Stored entries
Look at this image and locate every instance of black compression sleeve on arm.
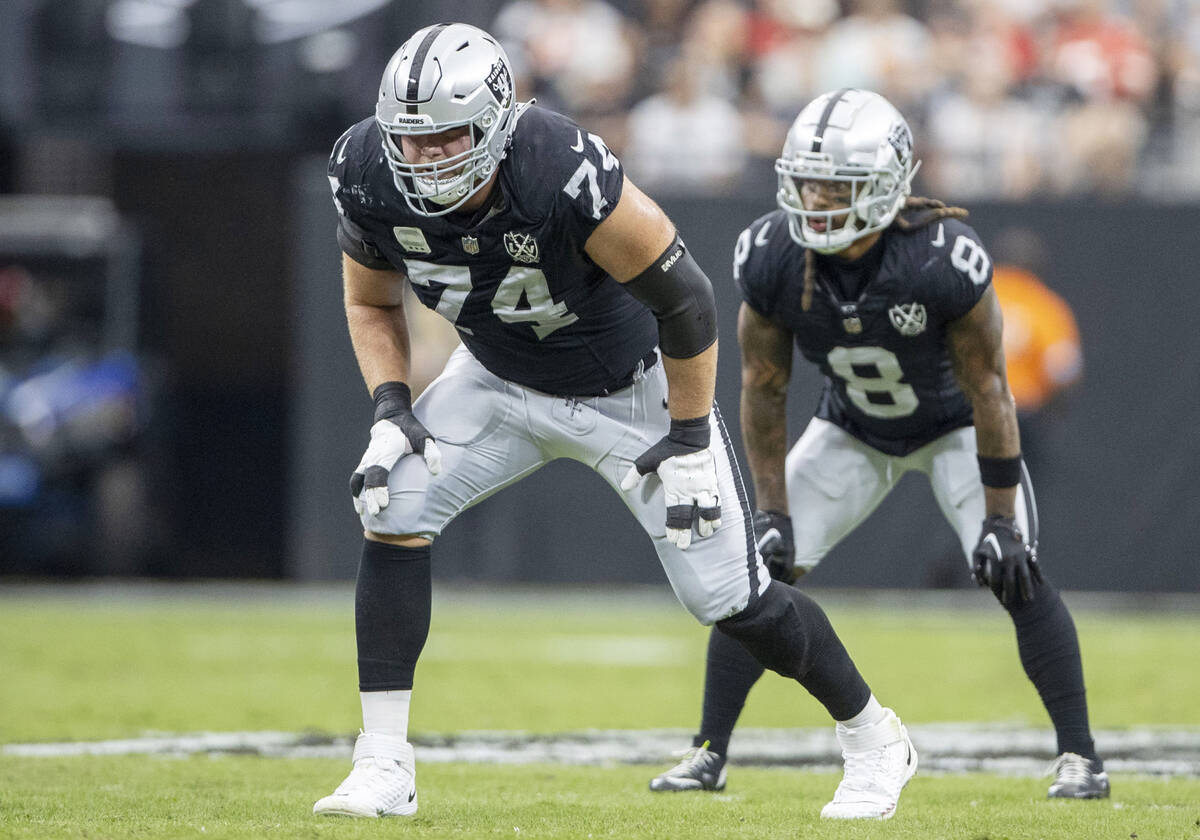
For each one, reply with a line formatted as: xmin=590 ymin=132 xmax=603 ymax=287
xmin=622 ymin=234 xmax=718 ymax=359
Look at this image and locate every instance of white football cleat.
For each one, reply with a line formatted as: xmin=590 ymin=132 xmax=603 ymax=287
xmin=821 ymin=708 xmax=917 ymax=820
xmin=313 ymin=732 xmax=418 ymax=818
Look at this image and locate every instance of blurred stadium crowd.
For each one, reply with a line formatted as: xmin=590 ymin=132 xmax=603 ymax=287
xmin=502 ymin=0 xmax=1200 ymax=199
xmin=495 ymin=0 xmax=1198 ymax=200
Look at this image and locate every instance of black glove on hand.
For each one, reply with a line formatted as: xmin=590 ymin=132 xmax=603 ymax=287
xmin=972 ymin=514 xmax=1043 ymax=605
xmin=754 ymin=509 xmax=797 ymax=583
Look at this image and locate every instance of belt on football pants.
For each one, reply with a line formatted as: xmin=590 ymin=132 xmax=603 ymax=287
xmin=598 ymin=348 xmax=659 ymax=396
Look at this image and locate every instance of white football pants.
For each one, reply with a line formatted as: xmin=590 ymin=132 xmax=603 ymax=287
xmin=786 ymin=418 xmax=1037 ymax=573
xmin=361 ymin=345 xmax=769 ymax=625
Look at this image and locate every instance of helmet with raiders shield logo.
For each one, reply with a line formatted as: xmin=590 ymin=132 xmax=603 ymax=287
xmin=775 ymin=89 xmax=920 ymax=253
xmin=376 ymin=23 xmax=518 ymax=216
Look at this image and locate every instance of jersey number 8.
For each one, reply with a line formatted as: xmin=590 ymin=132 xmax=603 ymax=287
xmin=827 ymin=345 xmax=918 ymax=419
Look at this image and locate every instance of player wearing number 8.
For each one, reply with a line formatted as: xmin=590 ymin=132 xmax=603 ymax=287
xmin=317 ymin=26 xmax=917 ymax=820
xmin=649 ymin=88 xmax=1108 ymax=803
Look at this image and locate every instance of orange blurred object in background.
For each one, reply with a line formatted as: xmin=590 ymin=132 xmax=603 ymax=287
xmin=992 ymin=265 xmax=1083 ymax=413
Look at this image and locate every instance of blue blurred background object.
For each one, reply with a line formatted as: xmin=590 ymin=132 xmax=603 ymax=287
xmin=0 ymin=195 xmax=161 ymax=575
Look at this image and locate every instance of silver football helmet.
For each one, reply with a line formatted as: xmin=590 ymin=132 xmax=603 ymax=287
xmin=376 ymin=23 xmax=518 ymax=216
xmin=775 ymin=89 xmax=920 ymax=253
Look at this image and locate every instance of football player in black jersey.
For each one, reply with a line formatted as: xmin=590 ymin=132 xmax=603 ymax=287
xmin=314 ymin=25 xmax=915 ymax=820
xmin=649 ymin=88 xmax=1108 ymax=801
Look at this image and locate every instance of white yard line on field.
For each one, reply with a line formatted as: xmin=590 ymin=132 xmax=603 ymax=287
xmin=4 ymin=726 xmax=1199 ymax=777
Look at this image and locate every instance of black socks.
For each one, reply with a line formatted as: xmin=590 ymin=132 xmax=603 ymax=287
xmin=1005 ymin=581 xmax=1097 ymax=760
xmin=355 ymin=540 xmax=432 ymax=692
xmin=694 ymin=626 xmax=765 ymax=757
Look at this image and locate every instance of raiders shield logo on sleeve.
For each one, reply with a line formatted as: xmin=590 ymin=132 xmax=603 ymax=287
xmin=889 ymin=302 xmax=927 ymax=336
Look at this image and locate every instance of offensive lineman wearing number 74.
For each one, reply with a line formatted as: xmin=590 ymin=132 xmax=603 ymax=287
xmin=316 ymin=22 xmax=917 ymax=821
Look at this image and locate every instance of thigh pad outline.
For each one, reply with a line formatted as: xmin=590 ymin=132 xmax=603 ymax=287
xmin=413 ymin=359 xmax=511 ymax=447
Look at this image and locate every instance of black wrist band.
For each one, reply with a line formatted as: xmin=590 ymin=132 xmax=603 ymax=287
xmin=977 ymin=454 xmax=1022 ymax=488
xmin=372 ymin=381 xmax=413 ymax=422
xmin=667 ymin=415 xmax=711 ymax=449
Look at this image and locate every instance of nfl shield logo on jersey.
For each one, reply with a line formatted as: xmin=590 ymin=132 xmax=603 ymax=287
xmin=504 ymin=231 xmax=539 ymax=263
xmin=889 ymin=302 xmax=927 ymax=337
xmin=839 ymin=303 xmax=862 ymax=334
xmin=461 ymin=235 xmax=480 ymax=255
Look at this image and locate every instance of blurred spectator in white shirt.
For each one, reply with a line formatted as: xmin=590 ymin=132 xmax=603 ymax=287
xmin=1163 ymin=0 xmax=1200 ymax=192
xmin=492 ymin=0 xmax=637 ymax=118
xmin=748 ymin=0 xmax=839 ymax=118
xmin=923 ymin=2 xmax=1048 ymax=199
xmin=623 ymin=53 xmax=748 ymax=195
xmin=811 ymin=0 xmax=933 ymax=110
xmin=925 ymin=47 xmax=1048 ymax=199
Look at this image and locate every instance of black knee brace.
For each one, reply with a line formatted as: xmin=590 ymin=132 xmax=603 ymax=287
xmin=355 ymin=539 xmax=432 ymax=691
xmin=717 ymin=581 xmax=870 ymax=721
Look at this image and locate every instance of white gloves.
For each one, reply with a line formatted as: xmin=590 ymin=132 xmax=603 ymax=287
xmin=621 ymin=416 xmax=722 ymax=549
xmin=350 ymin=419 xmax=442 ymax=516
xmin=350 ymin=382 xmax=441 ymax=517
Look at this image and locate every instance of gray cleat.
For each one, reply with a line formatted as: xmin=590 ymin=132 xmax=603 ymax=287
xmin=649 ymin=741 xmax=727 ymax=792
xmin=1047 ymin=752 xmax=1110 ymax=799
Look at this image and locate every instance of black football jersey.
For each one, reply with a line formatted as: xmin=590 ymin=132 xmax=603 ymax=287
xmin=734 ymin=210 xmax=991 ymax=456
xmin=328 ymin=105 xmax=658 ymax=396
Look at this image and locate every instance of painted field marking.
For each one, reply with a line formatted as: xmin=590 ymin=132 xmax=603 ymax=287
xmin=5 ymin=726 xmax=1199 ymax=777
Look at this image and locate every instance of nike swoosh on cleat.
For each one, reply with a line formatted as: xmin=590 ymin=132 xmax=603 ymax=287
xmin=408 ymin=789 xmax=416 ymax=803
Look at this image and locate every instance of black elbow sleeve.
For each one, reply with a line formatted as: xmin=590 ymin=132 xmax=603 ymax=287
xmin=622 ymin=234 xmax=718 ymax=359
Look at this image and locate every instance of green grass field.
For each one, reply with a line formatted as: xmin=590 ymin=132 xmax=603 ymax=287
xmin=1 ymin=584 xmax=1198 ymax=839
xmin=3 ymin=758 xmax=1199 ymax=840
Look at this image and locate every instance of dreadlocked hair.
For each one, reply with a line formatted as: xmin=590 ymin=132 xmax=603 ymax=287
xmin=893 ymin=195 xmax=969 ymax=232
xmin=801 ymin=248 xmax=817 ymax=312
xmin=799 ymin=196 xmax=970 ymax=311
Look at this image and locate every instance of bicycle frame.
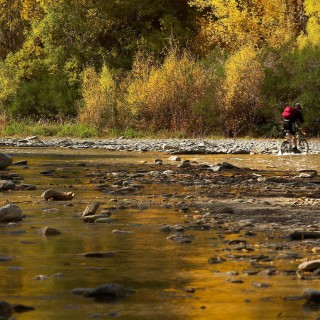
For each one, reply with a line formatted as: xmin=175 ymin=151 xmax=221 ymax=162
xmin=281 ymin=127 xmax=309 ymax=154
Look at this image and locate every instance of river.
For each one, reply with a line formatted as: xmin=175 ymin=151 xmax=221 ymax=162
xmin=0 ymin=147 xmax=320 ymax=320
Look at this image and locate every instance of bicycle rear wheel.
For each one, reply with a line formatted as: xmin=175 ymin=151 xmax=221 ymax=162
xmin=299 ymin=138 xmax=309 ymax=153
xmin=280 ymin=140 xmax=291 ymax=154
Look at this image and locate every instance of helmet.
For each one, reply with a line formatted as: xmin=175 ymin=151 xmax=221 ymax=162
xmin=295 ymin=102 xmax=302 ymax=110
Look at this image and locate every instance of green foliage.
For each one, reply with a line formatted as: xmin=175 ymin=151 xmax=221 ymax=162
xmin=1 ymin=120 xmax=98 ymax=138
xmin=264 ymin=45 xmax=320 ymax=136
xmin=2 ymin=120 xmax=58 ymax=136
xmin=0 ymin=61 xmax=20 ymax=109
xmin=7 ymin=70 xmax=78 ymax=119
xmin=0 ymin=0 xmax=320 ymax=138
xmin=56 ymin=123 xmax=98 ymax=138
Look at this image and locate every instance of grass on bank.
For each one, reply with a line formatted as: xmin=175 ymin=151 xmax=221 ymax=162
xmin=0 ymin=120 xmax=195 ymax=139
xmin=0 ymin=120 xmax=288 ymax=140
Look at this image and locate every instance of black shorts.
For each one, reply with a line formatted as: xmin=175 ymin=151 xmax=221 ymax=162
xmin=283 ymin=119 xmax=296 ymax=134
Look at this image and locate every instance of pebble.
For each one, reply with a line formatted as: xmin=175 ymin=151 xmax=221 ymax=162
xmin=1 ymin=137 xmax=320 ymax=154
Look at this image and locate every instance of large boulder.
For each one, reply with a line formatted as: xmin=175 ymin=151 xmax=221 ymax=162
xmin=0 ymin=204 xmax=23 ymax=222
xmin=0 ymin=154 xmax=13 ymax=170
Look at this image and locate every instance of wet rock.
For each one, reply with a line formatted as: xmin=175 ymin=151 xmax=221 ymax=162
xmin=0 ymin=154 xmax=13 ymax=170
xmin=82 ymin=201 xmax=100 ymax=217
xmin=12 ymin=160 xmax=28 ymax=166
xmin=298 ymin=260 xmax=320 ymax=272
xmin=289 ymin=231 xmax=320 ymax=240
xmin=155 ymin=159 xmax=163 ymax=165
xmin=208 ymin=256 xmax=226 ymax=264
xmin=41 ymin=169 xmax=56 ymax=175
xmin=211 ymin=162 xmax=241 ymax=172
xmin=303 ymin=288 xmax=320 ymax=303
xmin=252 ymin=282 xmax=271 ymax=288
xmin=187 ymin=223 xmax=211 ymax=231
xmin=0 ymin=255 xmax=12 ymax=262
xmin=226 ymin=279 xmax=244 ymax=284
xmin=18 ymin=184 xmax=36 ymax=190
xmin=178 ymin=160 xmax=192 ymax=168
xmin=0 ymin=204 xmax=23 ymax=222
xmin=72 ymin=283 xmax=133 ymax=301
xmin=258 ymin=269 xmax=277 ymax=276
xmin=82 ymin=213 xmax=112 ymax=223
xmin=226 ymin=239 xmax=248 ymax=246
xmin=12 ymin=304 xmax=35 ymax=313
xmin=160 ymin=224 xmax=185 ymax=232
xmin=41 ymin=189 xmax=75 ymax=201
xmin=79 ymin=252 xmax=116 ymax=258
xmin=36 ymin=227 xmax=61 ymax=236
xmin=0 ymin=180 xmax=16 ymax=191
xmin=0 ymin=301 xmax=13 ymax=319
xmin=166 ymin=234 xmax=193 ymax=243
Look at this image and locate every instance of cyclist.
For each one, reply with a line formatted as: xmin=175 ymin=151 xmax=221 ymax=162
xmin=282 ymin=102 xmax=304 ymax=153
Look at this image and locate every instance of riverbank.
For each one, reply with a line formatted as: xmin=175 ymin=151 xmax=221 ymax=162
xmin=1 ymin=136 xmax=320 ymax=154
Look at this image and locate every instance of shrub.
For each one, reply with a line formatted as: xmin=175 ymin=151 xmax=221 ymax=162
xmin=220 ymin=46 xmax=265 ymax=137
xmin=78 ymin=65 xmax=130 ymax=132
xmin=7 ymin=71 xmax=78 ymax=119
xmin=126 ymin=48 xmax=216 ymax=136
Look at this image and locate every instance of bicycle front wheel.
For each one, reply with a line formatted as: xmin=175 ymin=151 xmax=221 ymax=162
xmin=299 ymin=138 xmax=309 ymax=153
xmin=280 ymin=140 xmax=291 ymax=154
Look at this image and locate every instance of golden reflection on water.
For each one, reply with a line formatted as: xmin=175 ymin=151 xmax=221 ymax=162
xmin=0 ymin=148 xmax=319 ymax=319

GOAL OF THE EXERCISE: The answer is the run of lines above from the line containing "Look at this image and locate every instance of nfl" through the line containing "Look at this image and locate every instance of gray", copied exactly and alone.

OUTPUT:
Look at this image and locate every instance of nfl shield logo on jersey.
For each one, reply with a line formatted as: xmin=590 ymin=132 xmax=603 ymax=287
xmin=504 ymin=231 xmax=539 ymax=263
xmin=889 ymin=302 xmax=927 ymax=337
xmin=839 ymin=303 xmax=862 ymax=334
xmin=461 ymin=235 xmax=480 ymax=255
Look at this image and locate every instance of blurred spectator in white shirt.
For each one, reply with a line formatted as: xmin=590 ymin=132 xmax=603 ymax=287
xmin=1163 ymin=0 xmax=1200 ymax=192
xmin=492 ymin=0 xmax=637 ymax=118
xmin=748 ymin=0 xmax=839 ymax=118
xmin=923 ymin=2 xmax=1048 ymax=199
xmin=623 ymin=53 xmax=748 ymax=195
xmin=811 ymin=0 xmax=933 ymax=110
xmin=925 ymin=47 xmax=1048 ymax=199
Look at this image and locate every instance of black knee brace.
For each one, reply with a line formatted as: xmin=590 ymin=132 xmax=603 ymax=287
xmin=355 ymin=539 xmax=432 ymax=691
xmin=717 ymin=581 xmax=870 ymax=721
Look at this image and locate every instance of white gloves.
For each one, reply with a line formatted as: xmin=590 ymin=132 xmax=603 ymax=287
xmin=621 ymin=416 xmax=722 ymax=549
xmin=350 ymin=419 xmax=442 ymax=516
xmin=350 ymin=382 xmax=441 ymax=517
Look at this image and locate every instance of gray cleat.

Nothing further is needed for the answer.